Start of DATASET RECORDS
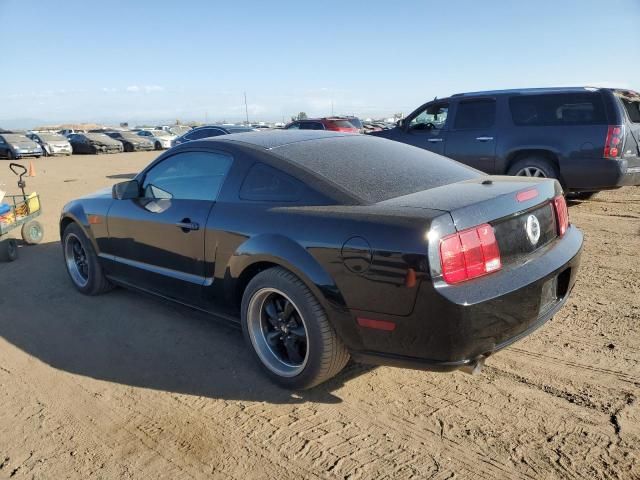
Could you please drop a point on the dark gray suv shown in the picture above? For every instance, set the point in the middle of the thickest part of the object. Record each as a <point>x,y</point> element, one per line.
<point>587,138</point>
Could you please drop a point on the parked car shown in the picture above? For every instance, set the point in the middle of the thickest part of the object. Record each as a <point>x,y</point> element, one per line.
<point>161,138</point>
<point>52,143</point>
<point>94,143</point>
<point>587,138</point>
<point>14,145</point>
<point>334,124</point>
<point>210,131</point>
<point>417,261</point>
<point>132,142</point>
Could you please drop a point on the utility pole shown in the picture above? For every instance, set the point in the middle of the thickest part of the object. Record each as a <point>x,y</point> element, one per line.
<point>246,109</point>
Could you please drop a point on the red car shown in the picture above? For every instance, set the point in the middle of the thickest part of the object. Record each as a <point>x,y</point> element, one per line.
<point>326,123</point>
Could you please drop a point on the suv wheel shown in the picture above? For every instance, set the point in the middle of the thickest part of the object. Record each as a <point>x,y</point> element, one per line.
<point>288,331</point>
<point>538,167</point>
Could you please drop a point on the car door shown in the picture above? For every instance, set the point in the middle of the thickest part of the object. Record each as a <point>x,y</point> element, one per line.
<point>472,137</point>
<point>425,128</point>
<point>157,241</point>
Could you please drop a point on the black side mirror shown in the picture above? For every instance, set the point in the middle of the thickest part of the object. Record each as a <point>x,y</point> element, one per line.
<point>126,190</point>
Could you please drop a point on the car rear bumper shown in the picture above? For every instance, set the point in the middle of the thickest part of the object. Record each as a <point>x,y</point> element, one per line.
<point>452,326</point>
<point>598,174</point>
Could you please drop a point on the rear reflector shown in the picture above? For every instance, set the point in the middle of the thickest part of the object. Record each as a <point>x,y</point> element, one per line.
<point>562,214</point>
<point>613,142</point>
<point>527,195</point>
<point>469,254</point>
<point>376,324</point>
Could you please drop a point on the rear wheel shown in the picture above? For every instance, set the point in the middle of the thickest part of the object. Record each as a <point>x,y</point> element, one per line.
<point>32,232</point>
<point>536,167</point>
<point>82,263</point>
<point>288,331</point>
<point>8,250</point>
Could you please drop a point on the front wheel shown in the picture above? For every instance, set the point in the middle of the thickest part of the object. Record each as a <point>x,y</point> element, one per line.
<point>8,250</point>
<point>82,263</point>
<point>288,331</point>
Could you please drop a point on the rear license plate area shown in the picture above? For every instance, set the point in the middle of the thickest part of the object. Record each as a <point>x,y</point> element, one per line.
<point>549,294</point>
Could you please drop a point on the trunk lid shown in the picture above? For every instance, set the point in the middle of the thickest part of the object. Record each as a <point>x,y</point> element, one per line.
<point>493,200</point>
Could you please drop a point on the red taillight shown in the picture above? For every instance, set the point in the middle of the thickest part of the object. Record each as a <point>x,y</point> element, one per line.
<point>469,254</point>
<point>613,142</point>
<point>562,214</point>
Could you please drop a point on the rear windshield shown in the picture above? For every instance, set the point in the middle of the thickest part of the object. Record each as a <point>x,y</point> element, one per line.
<point>374,169</point>
<point>633,109</point>
<point>558,109</point>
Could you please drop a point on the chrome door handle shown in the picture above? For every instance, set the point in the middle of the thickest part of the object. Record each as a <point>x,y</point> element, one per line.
<point>187,225</point>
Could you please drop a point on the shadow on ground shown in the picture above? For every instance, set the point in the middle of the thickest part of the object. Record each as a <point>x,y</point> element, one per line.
<point>131,338</point>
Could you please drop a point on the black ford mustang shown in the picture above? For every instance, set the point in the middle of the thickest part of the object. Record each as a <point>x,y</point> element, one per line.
<point>325,246</point>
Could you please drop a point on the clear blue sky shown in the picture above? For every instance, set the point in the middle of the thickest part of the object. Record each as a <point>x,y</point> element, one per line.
<point>157,60</point>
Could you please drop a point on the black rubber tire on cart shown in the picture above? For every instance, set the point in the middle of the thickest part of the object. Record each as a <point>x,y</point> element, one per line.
<point>288,331</point>
<point>32,232</point>
<point>8,250</point>
<point>82,262</point>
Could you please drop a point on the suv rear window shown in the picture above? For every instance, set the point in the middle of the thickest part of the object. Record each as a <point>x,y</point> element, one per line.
<point>633,109</point>
<point>475,114</point>
<point>558,109</point>
<point>342,123</point>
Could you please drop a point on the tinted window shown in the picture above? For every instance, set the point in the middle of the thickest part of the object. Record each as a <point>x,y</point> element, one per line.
<point>313,126</point>
<point>204,133</point>
<point>558,109</point>
<point>475,114</point>
<point>187,176</point>
<point>268,184</point>
<point>633,109</point>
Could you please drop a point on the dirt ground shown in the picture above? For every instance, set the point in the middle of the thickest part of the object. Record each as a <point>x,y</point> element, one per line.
<point>128,386</point>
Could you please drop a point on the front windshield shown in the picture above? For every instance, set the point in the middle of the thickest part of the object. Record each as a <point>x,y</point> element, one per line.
<point>430,118</point>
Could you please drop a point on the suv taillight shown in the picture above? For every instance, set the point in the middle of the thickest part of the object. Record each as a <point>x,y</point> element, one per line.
<point>469,254</point>
<point>613,142</point>
<point>562,214</point>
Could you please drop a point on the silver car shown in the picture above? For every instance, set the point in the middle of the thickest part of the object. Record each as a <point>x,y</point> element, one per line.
<point>52,143</point>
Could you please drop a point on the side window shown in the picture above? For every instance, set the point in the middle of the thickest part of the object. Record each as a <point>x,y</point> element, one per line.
<point>268,184</point>
<point>187,176</point>
<point>473,114</point>
<point>557,109</point>
<point>434,117</point>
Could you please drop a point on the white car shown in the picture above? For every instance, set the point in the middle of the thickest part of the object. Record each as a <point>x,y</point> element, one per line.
<point>160,138</point>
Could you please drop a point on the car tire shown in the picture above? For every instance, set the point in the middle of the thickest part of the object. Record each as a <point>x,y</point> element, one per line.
<point>534,166</point>
<point>32,232</point>
<point>82,263</point>
<point>277,340</point>
<point>8,250</point>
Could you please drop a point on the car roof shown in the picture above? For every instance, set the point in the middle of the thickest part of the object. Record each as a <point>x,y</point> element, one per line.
<point>512,91</point>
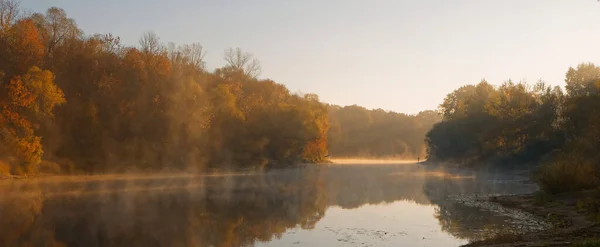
End of DATASET RECORDS
The reply should hold every record, unchanged, and no pictures.

TASK ANSWER
Could you please drop a point on the dark gray suv shown in the picture above? For every instance, set the point in the middle of the thickest part of the object. Record each as a <point>x,y</point> element, one per line.
<point>587,138</point>
Could you please drop a point on the parked car shown in the picture above? For every instance, set the point in the middle of the thickest part of the object. Record each as a <point>x,y</point> element, one per line.
<point>161,138</point>
<point>52,143</point>
<point>94,143</point>
<point>587,138</point>
<point>14,145</point>
<point>334,124</point>
<point>210,131</point>
<point>417,261</point>
<point>132,142</point>
Could you please drop a point on the utility pole shown in the picture above? For every instance, set the point in the middle of the thickest part of the object. Record each as a <point>x,y</point> element, one per line.
<point>246,109</point>
Could you please drop a point on the red car shown in the picture above? For every instance, set the point in the middle of the thickest part of the object. Record each as a <point>x,y</point> element, one per line.
<point>326,123</point>
Could you please drop a point on the suv wheel shown in the picture above? For every instance, set the point in the middle of the thickest part of the object. Record each as a <point>x,y</point> element, one per line.
<point>288,331</point>
<point>538,167</point>
Could you please drop a point on the car door shown in the picture above? For every instance, set the point in the middle of the thickest part of the object. Record each as a <point>x,y</point> element, one per line.
<point>472,137</point>
<point>425,128</point>
<point>157,241</point>
Could you please drop a point on the black side mirror shown in the picture above? For every instance, set the point in the middle of the thickest part of the object. Record each as a <point>x,y</point> element, one per line.
<point>126,190</point>
Could you please drop a point on the car rear bumper shown in the picture above? For every instance, set the point in the middle of the thickest part of the object. Record each as a <point>x,y</point> element, one per line.
<point>452,326</point>
<point>598,174</point>
Could you please drop a point on the rear reflector shown in the picture above? For every instance, set the point in the middle of the thickest part of the object. Record each as a <point>x,y</point> element, one per line.
<point>562,214</point>
<point>613,142</point>
<point>527,195</point>
<point>469,254</point>
<point>376,324</point>
Could you please drop a point on the rear wheel shown in the picture above? For every instance, set the point in the middle of the thickest part of the object. Record each as a <point>x,y</point> element, one per line.
<point>32,232</point>
<point>536,167</point>
<point>82,263</point>
<point>288,331</point>
<point>8,250</point>
Could you please drop a point on the front wheel shown in the picture above? For every instance, set the point in the middle of the thickest part of the object. Record each as a <point>x,y</point> element, one per line.
<point>8,250</point>
<point>82,263</point>
<point>288,331</point>
Could you please drop a point on the rear license plate area shown in the picture above? For every instance, set the point in the middle of the thickest part of the object. Record each as a <point>x,y</point> element, one per line.
<point>549,294</point>
Could you please drop a point on the trunk lid shown in the picture above? For every instance, set the point in the middle of the thickest part of the object. Record each as a <point>x,y</point> element, one per line.
<point>493,200</point>
Could you please drop a point on the red taillight shown in the picture above? For every instance, set the point in the middle of the thickest part of the object. Record each as a <point>x,y</point> element, one per line.
<point>469,254</point>
<point>613,142</point>
<point>562,214</point>
Could you please drop a point on the rear windshield shown in the picture above? For every instance, set the point in the middle of the thickest part of the object. Record each as a <point>x,y</point> element, one per line.
<point>374,169</point>
<point>633,109</point>
<point>558,109</point>
Could you please drop a point on the chrome door handle shown in the picture above? For every instance, set the point in the middle of the thickest part of the object. Record each as a <point>x,y</point> element, one per line.
<point>187,225</point>
Could you please drop a point on the shadow on ground shown in the picture above? For every instance, set the point in the middle of the thickest part of the object. Record each as a <point>x,y</point> element, one per line.
<point>131,338</point>
Could you please drop a point on the black ford mustang shown in the picture above? For every instance, set the point in the middle of the thickest part of the object. Record each as a <point>x,y</point> element, one per line.
<point>325,246</point>
Could you please drop a point on the clear blue sky shown in the picture above? For every instance, set the point in the middle of the thickest part of the object. Record each as a <point>x,y</point> element, one per line.
<point>157,60</point>
Could you please drop a point on the black rubber tire on cart shown in the picture above? For every instance, set the point in the middle of the thickest part of the object. Record each as a <point>x,y</point> element, one per line.
<point>288,331</point>
<point>32,232</point>
<point>8,250</point>
<point>82,262</point>
Could you please drop a point on the suv rear window shown in the picture above? For every instance, set the point in the middle of the thickest part of the object. Record each as a <point>x,y</point> element, one per line.
<point>633,109</point>
<point>475,114</point>
<point>558,109</point>
<point>342,123</point>
Could you please drop a point on the tinted window shown in the picture above? For every instance, set the point in the middle of the thickest part of the object. Record each as a <point>x,y</point> element, one per line.
<point>313,126</point>
<point>204,133</point>
<point>558,109</point>
<point>475,114</point>
<point>187,176</point>
<point>268,184</point>
<point>633,109</point>
Could you please drop a point on the dirt ground shown in the picture above? For every instance, set the point in the middle of the thickest part of the object. Record each as a <point>x,y</point> element, one per line.
<point>128,386</point>
Could you please drop a point on the front windshield shown in the picture above? For every instance, set the point in the middle of the thickest part of the object. Record each as a <point>x,y</point> element, one per line.
<point>430,118</point>
Could you please drop a point on the suv taillight shown in the picture above? For every instance, set the point in the middle of the thickest part of the object. Record each as a <point>x,y</point> element, one per line.
<point>469,254</point>
<point>613,142</point>
<point>562,214</point>
Could you please drop a point on the silver car shown in the picture above? For every instance, set the point in the middle of the thickest part of the object. Record each as a <point>x,y</point> element, one per line.
<point>52,143</point>
Could you please drop a point on the side window shown in the picture above? For every instance, set the point in the middle of the thickest part of the object. Record each as a <point>x,y</point> element, one per line.
<point>268,184</point>
<point>187,176</point>
<point>473,114</point>
<point>557,109</point>
<point>434,117</point>
Could you please drop a point on the white car shown in the picture above? For every instance, set the point in the middle of the thickest part of the object. Record each as a <point>x,y</point> element, one per line.
<point>160,138</point>
Could you please drop a point on the car tire shown in the picture above? For every instance, set the point in the middle of the thickest part of the object. Record each as a <point>x,y</point> element, one per line.
<point>534,166</point>
<point>32,232</point>
<point>82,263</point>
<point>277,340</point>
<point>8,250</point>
Could you please drop a point on the car roof shown in the picture above? For every instance, set the point in the middle of the thickest part of the object. Record each as a <point>x,y</point> element, one per line.
<point>512,91</point>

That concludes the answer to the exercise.